Exercise data:
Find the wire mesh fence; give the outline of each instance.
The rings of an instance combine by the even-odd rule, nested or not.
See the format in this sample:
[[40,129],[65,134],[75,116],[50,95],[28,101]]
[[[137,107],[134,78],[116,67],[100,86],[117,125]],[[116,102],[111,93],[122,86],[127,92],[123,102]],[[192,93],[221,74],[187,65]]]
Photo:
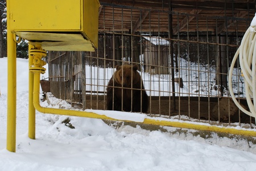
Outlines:
[[[254,123],[229,98],[227,79],[230,61],[254,14],[249,7],[239,11],[224,7],[221,11],[180,12],[105,4],[99,12],[95,52],[49,52],[51,91],[74,107],[107,110],[106,89],[115,66],[136,64],[148,97],[148,115]],[[232,85],[246,108],[239,62]]]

Exercise goal: Rewrite the rows above as a numbered list, skipping any blank lines and leaving out the pictures.

Finished answer:
1. Find the wire mesh fence; give the outline of each instance.
2. The rings of an instance combine by the even-odd rule, nested or not.
3. See the format in this sample:
4. [[40,129],[65,134],[75,116],[50,95],[28,101]]
5. [[[137,107],[134,78],[116,67],[100,86],[117,125]],[[116,102],[111,93],[122,86],[127,92],[123,102]],[[192,93],[221,74],[187,65]]]
6. Photo:
7. Outlines:
8. [[[254,123],[229,98],[227,79],[230,61],[254,14],[249,7],[239,11],[224,7],[221,11],[180,12],[105,4],[99,12],[95,52],[49,52],[51,91],[74,107],[107,110],[106,89],[115,66],[136,64],[148,97],[148,115]],[[232,85],[246,108],[239,62]]]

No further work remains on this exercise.